Request 1: Output the portion of the Qudian extract below from "The Private Lending" to "by the courts.".
Request 2: Render this sentence from the Qudian extract in Spanish: "If the annual interest rate of a private loan is higher than 36%, the excess will be void and will not be enforced by the courts."

Extract provided:
[BEGIN]
Perhaps because of these disclosures, Plaintiffs switch focus somewhat in their opposition to the contention that Qudian failed to detail that Chinese regulations imposed a separate 24% cap on "overdue" interest rates. See ECF No. 160 ("Opp'n"), at 21. But Qudian explicitly identified the applicable regulation and disclosed that any rates above 24% might be found unenforceable:

The Private Lending Judicial Interpretations also provide that agreements between the lender and borrower on loans with interest rates below 24% per annum are valid and enforceable. As to loans with interest rates per annum between 24% and 36%, if the interest on the loans has already been paid to the lender, and so long as such payment has not damaged the interest of the state, the community and any third parties, the courts will turn down the borrower's request to demand the return of the interest payment. If the annual interest rate of a private loan is higher than 36%, the excess will be void and will not be enforced by the courts.
[END]
Data items
[BEGIN]
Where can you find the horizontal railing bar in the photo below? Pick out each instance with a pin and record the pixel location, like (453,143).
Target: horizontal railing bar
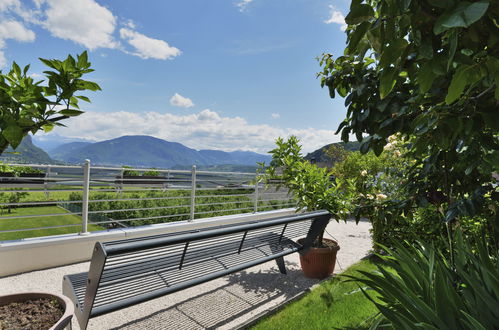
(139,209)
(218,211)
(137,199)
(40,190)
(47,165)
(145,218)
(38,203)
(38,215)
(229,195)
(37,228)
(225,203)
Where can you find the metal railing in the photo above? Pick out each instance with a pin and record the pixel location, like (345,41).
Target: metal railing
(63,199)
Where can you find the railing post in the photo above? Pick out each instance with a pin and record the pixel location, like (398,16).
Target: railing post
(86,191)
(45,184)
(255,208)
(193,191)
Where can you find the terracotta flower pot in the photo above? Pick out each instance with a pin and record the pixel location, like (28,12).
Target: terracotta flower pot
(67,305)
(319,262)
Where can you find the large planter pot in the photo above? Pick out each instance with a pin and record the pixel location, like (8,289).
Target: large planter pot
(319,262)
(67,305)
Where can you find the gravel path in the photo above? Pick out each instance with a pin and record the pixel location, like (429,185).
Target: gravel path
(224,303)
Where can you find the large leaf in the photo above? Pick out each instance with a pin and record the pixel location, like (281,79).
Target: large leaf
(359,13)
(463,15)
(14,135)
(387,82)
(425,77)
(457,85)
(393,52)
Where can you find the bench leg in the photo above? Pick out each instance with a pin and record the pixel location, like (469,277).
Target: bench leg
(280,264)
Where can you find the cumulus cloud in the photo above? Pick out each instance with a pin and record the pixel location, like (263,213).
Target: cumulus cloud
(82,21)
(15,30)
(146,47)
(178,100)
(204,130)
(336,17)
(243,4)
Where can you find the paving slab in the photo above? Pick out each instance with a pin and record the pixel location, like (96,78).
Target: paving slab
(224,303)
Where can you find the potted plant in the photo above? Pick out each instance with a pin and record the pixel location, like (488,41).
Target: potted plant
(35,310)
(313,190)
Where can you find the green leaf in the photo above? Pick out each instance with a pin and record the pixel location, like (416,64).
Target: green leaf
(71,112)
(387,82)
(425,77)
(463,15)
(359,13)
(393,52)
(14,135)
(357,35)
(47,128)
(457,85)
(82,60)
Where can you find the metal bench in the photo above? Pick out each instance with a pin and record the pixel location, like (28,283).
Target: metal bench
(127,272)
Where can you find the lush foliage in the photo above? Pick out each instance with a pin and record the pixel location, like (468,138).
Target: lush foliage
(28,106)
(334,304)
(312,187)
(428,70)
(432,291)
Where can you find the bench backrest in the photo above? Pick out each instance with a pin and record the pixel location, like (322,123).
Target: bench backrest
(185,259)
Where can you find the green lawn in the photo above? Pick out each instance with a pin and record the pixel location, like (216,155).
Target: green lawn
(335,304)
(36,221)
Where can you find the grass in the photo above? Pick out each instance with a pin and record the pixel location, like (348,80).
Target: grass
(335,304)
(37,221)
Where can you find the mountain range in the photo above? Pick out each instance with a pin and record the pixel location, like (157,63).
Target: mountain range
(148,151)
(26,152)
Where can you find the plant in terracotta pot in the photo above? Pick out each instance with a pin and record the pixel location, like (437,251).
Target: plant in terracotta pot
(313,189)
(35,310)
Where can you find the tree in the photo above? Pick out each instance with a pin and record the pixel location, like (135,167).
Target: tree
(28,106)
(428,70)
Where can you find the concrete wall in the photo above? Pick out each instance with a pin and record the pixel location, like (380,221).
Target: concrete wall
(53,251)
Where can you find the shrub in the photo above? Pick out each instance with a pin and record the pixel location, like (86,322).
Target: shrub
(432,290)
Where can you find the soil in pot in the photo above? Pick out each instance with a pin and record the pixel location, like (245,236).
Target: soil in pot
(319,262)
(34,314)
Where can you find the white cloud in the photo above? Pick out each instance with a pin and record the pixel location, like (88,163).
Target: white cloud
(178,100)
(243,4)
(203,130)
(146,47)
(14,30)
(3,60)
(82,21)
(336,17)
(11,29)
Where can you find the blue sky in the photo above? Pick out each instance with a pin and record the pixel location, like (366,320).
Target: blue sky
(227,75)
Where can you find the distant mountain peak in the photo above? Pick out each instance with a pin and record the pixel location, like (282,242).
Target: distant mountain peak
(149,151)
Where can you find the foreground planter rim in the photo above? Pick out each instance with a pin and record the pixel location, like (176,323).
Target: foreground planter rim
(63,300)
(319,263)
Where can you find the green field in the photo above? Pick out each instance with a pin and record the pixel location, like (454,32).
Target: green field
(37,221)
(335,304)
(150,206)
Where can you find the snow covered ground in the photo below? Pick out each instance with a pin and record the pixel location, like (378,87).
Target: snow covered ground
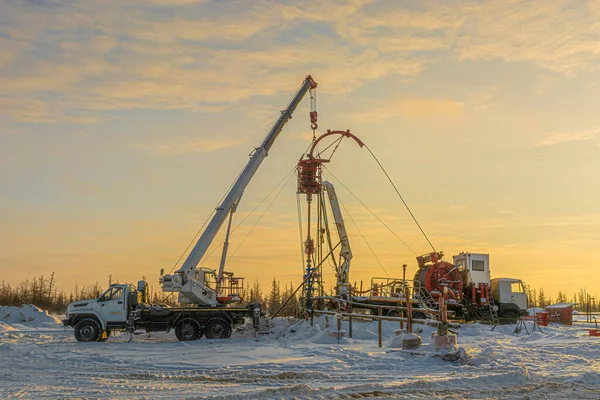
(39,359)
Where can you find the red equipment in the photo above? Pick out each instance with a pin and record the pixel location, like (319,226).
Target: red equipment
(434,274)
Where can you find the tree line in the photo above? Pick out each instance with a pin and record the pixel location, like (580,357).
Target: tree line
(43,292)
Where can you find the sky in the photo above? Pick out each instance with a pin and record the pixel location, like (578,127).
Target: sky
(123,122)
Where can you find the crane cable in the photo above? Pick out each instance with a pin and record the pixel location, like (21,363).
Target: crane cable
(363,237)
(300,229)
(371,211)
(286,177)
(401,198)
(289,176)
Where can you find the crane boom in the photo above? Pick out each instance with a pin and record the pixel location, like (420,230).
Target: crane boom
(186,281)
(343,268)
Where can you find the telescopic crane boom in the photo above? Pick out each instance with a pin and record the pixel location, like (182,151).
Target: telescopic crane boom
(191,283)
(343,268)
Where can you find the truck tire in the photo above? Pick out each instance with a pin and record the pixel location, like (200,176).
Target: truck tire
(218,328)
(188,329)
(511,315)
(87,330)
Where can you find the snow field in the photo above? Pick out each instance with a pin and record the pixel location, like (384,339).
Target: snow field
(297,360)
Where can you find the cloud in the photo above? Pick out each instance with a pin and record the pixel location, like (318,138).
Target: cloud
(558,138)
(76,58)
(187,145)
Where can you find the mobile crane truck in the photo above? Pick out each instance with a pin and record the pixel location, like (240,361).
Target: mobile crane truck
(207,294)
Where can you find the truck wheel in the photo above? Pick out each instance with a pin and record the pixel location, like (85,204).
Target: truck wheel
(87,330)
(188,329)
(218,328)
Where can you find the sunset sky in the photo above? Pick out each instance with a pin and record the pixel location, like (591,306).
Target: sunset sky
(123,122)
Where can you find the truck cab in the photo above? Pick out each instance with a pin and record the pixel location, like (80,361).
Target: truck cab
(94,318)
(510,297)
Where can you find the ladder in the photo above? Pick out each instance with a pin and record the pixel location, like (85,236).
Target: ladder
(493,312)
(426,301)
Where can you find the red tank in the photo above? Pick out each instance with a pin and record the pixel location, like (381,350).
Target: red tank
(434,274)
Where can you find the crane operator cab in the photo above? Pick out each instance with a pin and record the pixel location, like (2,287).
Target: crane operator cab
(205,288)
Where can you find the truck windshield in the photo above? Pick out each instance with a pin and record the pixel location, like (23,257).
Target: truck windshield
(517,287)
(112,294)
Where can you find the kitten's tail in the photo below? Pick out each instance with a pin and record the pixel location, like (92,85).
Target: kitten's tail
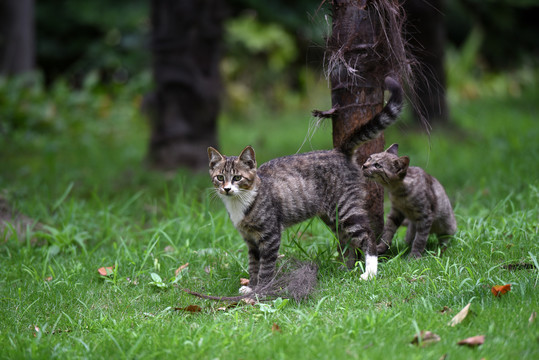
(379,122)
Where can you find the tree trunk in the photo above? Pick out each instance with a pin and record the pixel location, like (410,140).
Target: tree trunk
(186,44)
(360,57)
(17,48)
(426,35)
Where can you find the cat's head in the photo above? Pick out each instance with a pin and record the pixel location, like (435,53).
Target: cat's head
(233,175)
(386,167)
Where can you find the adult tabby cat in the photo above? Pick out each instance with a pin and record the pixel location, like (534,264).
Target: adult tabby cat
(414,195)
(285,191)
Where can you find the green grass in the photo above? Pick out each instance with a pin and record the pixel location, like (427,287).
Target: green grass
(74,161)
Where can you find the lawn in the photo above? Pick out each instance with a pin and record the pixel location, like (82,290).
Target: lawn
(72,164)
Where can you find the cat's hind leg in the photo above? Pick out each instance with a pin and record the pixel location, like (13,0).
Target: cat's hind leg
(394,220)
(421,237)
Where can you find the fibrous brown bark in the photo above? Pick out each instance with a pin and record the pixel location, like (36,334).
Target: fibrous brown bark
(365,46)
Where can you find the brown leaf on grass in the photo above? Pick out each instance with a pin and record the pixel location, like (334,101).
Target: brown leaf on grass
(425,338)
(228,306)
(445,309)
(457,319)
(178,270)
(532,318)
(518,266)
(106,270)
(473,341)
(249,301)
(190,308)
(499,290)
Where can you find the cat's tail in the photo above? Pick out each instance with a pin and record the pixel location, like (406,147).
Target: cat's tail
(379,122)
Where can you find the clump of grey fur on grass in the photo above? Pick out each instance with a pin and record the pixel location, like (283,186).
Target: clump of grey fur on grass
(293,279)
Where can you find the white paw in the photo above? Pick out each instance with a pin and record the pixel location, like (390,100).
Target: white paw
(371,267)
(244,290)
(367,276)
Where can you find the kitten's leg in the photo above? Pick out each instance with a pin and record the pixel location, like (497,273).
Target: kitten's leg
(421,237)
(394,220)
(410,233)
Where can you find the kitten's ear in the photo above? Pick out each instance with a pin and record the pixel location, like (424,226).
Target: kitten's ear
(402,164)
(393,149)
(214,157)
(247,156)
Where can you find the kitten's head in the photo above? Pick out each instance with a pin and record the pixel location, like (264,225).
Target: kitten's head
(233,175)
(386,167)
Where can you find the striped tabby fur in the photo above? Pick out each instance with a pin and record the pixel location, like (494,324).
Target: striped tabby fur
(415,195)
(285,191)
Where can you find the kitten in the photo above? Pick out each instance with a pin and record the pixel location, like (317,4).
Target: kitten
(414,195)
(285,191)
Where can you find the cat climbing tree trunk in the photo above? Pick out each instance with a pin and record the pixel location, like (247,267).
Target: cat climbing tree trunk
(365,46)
[END]
[BEGIN]
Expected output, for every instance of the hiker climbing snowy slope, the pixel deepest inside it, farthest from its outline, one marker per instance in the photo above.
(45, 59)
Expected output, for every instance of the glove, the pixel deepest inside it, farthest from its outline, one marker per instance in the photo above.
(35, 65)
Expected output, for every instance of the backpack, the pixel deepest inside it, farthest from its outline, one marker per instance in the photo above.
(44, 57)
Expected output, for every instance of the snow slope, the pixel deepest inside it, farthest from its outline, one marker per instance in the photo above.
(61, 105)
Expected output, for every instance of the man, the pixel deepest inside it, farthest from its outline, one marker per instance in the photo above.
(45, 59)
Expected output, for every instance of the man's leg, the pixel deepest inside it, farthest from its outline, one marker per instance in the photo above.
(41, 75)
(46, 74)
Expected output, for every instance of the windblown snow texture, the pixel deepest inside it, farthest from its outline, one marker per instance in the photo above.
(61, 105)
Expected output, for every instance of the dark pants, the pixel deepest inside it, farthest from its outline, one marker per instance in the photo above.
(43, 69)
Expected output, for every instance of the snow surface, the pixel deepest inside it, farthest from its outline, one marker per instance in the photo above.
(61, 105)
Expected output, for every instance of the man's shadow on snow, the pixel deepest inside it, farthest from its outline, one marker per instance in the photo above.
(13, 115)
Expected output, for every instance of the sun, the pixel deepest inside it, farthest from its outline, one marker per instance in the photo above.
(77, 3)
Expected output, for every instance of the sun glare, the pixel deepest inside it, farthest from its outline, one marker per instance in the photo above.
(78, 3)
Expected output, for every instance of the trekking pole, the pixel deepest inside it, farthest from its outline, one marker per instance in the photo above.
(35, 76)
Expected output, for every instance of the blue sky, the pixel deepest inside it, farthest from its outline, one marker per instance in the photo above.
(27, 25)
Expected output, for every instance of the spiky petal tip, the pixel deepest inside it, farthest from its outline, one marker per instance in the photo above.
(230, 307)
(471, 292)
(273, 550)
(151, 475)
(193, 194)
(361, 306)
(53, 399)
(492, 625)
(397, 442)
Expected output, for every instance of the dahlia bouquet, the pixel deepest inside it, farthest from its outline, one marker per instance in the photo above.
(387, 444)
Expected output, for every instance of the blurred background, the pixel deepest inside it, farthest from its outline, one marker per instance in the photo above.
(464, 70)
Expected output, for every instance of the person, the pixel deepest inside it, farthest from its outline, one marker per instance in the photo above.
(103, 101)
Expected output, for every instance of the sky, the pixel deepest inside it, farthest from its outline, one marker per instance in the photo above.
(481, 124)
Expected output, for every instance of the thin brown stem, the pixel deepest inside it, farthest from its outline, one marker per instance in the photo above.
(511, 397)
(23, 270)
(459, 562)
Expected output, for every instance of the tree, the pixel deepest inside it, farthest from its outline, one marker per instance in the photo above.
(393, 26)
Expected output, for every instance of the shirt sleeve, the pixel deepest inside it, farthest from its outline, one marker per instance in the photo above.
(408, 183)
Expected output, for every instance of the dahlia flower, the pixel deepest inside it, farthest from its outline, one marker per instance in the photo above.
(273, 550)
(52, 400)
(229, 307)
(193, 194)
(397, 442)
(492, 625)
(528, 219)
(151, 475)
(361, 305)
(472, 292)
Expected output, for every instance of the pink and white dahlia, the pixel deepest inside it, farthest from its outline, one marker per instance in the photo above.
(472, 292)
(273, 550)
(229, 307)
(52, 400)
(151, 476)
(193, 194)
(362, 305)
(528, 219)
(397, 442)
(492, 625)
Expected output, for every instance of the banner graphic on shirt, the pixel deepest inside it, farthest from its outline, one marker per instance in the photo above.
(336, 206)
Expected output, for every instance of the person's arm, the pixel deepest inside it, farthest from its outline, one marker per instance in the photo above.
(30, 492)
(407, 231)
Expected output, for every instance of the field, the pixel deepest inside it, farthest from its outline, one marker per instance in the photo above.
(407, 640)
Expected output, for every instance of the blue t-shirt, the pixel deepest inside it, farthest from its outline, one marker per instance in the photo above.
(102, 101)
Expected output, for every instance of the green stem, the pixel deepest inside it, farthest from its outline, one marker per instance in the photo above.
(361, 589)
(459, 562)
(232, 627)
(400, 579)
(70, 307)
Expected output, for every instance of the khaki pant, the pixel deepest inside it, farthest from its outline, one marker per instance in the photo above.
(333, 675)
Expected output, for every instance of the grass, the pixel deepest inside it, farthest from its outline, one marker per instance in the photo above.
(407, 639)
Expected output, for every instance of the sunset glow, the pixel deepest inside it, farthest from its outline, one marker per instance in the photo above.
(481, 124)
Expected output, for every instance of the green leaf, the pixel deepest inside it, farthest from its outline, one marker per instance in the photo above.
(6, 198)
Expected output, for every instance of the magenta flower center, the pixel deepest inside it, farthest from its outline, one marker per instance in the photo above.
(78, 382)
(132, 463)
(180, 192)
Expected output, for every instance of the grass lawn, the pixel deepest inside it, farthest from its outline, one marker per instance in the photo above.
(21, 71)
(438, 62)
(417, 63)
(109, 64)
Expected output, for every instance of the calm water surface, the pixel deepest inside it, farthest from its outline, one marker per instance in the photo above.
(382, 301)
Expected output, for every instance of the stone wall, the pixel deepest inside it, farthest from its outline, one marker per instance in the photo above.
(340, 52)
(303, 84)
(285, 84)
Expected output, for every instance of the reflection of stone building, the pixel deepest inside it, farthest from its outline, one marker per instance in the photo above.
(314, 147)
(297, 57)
[END]
Finished answer 1:
The Private Lending Judicial Interpretations also provide that agreements between the lender and borrower on loans with interest rates below 24% per annum are valid and enforceable. As to loans with interest rates per annum between 24% and 36%, if the interest on the loans has already been paid to the lender, and so long as such payment has not damaged the interest of the state, the community and any third parties, the courts will turn down the borrower's request to demand the return of the interest payment. If the annual interest rate of a private loan is higher than 36%, the excess will be void and will not be enforced by the courts.

Finished answer 2: Si la tasa de interés anual de un préstamo privado es superior al 36 %, el excedente será nulo y los tribunales no lo harán cumplir.